--- Task brief ---
Extract the text of every entry below exactly; leave images out.

Stored data entries
------------------------------------------------------------

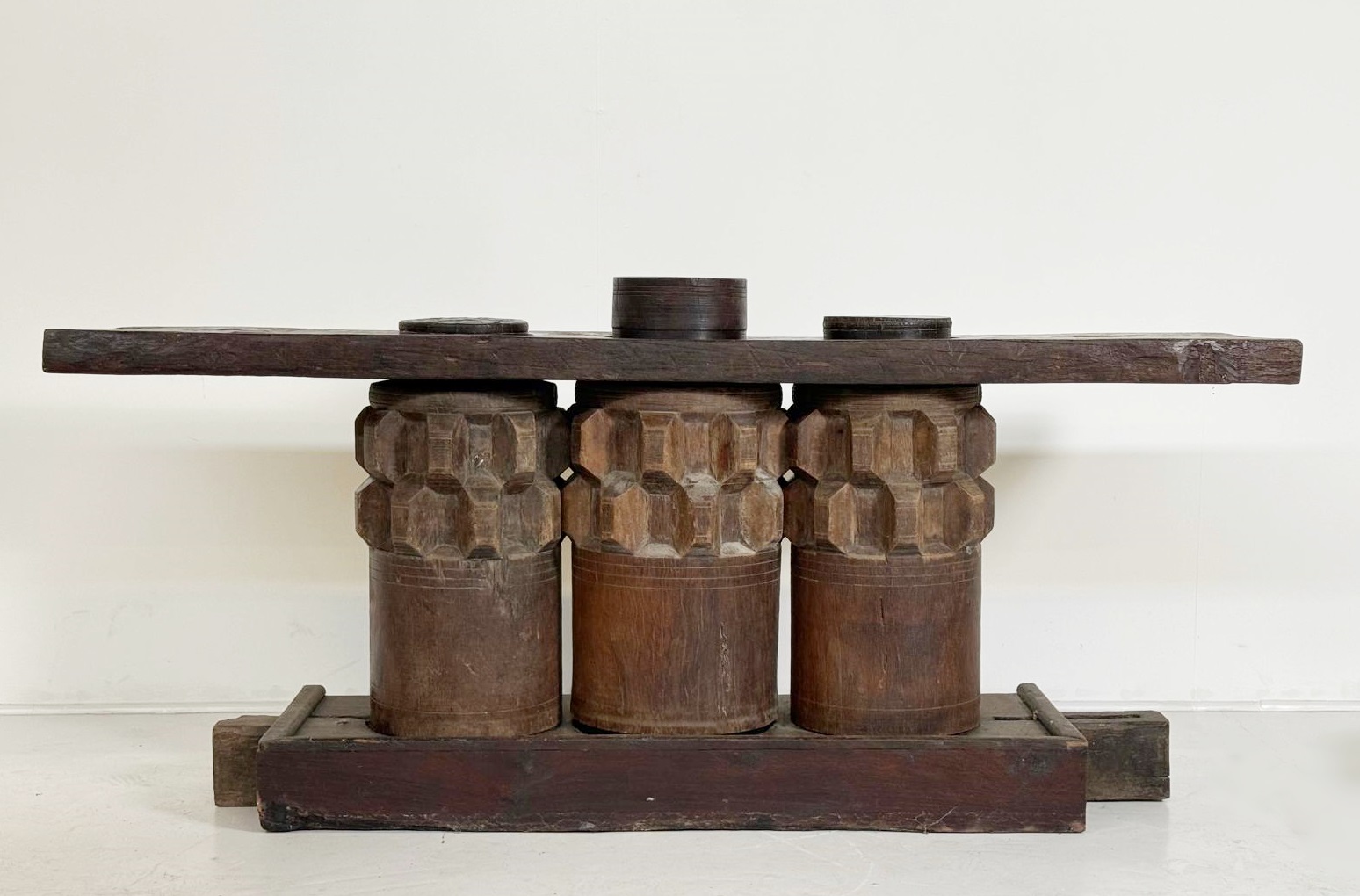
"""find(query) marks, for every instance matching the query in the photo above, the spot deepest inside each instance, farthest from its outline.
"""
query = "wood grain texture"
(1167, 358)
(886, 514)
(675, 517)
(1008, 774)
(235, 747)
(463, 518)
(1128, 755)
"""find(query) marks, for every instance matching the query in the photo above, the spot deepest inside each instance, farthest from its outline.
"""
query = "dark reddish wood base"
(1023, 769)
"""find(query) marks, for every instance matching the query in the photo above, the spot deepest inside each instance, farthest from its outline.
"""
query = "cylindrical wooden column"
(886, 514)
(675, 516)
(463, 518)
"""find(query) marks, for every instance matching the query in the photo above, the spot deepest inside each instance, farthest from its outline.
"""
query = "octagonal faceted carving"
(426, 521)
(580, 511)
(514, 444)
(978, 431)
(373, 513)
(953, 516)
(531, 517)
(459, 484)
(816, 444)
(657, 481)
(799, 495)
(662, 438)
(625, 509)
(669, 518)
(592, 434)
(759, 516)
(387, 444)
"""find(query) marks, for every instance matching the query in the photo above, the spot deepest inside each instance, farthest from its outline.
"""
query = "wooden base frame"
(1024, 769)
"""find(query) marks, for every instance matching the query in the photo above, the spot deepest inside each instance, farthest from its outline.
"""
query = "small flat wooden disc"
(466, 325)
(887, 327)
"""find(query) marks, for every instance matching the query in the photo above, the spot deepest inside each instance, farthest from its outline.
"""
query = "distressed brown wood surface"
(329, 770)
(1128, 755)
(235, 747)
(886, 514)
(463, 520)
(1168, 358)
(675, 516)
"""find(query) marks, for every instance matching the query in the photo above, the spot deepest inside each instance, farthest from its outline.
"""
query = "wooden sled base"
(1027, 767)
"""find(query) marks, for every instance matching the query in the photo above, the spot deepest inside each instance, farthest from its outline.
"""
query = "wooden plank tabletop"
(1166, 358)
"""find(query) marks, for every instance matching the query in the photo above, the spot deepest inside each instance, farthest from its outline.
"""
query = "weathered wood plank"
(1009, 774)
(1166, 358)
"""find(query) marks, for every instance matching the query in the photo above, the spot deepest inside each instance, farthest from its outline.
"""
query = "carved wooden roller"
(886, 514)
(463, 520)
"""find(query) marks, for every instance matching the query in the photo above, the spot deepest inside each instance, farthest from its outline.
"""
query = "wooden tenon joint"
(1128, 755)
(235, 744)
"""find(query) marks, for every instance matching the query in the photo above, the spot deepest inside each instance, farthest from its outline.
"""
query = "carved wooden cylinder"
(675, 516)
(463, 520)
(886, 514)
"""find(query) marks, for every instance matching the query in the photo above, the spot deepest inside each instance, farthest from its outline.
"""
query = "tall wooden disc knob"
(679, 307)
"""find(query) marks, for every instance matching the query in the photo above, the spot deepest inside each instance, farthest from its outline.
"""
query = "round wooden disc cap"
(466, 325)
(679, 307)
(887, 327)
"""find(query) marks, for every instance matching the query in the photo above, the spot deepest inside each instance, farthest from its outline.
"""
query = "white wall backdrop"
(1023, 168)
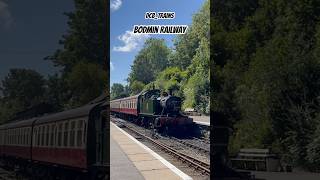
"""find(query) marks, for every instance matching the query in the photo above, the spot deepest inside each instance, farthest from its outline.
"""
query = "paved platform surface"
(203, 120)
(130, 159)
(283, 176)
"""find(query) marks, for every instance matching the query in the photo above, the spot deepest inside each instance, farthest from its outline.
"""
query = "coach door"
(102, 150)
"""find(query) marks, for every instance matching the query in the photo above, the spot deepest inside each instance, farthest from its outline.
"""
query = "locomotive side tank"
(153, 110)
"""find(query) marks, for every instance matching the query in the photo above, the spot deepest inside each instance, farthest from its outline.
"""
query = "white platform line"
(157, 156)
(202, 123)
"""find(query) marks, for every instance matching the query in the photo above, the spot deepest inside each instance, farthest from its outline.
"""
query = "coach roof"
(69, 114)
(18, 124)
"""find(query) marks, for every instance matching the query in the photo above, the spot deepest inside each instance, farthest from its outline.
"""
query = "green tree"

------------------------------------------------------------

--- Written reply ---
"""find(query) marks, for every instance matching the query in the photo above, the spot deepest inside each instance, farthest from its outline.
"""
query = "wood grain texture"
(1167, 358)
(886, 514)
(675, 517)
(1008, 774)
(235, 747)
(463, 518)
(1128, 755)
"""find(query) marks, for every instance matching the query in the photo above, the spot deepest inside each instance, farthest from its outline.
"""
query = "dark reddish wood base"
(1023, 769)
"""find(query) marks, for every instance matching the query in the photo above, the spot deepest inside each instance, farthest from its outline.
"""
query = "cylindrical wooden column"
(886, 514)
(675, 516)
(463, 518)
"""find(query) marks, for every instance matching the query in the photo above, the spot deepest inside each instance, farthest from its outline.
"""
query = "octagonal faceted carving"
(426, 521)
(580, 511)
(514, 444)
(978, 431)
(373, 513)
(953, 516)
(531, 517)
(459, 484)
(816, 444)
(657, 481)
(799, 495)
(662, 438)
(625, 509)
(669, 518)
(592, 434)
(759, 516)
(387, 444)
"""find(query) marks, for every instance matching the query in the photo above, the spot deepest inside each instance, farthest from its outline.
"""
query = "wooden base frame"
(1024, 769)
"""find(query) marks, for every instance matching the query in the photo above, the spot deepest inside each instance, farthest from its outline.
"""
query = "small flat wooden disc"
(466, 325)
(887, 327)
"""find(query) marks, for every instance matching the query in the photo above, the spot deepest inside each instance, farthest from its outline.
"""
query = "distressed brown wood surface"
(329, 770)
(1128, 755)
(235, 747)
(886, 514)
(463, 520)
(1168, 358)
(675, 516)
"""find(query) marks, for every instance matching the query in the photo above, the spot deepest inside each instance, farthest from its outline.
"""
query = "wooden sled base"
(1027, 767)
"""find(query) marks, for every instance matching the query in the photo above, the spot deepest inside each instance, farthest from its outline.
"""
query = "wooden plank tabletop"
(1166, 358)
"""find(query) marks, for every instance matching the query in the photo above, the spot deepest inside each instance, farthest from its outline.
"""
query = "weathered wood plank"
(1009, 774)
(1166, 358)
"""find(query) marks, for every instance matching the query in the photo above, the spot deepest inside each instance, farthest from its outline.
"""
query = "carved wooden roller"
(886, 514)
(463, 520)
"""find(query) marks, for every instance matching the query in the photo above, the spot deepest inside each instance, farthest from its outline.
"""
query = "wooden tenon joint"
(1128, 755)
(235, 744)
"""find(query) marks, for every instance matching the query in the photo above, the spot deepest inside each instance, farthest from its outline.
"""
query = "carved wooden cylinder"
(675, 516)
(463, 520)
(886, 514)
"""find(query) marks, for every instance matching the query in the photo above, the spot deepest inside each instance, farthest from its outline.
"""
query = "tall wooden disc knob"
(679, 307)
"""find(query) marks, for every instance matching the query in the photo above, the spot deepest inside each instance, farthest from its outline.
"""
query = "round wooden disc cap"
(466, 325)
(679, 307)
(887, 327)
"""find(query) marks, for every instance matching the query in the photo above, the spot deepest inside each instance, farthest from its outline.
"""
query = "white wall backdrop"
(1023, 168)
"""find(query) marks, for every instance matching the query in the photo above, the spot deepest inside each instance, farthest from its outline.
"""
query = "paved platform surface"
(203, 120)
(130, 159)
(283, 176)
"""find(query) marks, for every instance matching the query in the photo above, the spot deepest inside each instance, farthest from its outline.
"""
query = "coach door"
(102, 150)
"""find(query) marks, for every instance matching the query in the photo above, the spot deepest inside each instance, farthest from its outline.
"""
query = "locomotive side tank"
(153, 110)
"""find(query) marks, for every instance matching the query in the photo above, the spot deepest inside each instance, farthest from its outline.
"""
query = "white platform line"
(157, 156)
(202, 123)
"""find(query) marks, for every instance matching the query in the photo above, the spot deepest inside each instance, farthest from its outline.
"""
query = "coach roof"
(69, 114)
(18, 124)
"""find(query) marks, for every instance matching the query in the photo above, the spot deepest inside each instance, farthest from its outline.
"""
query = "green tree"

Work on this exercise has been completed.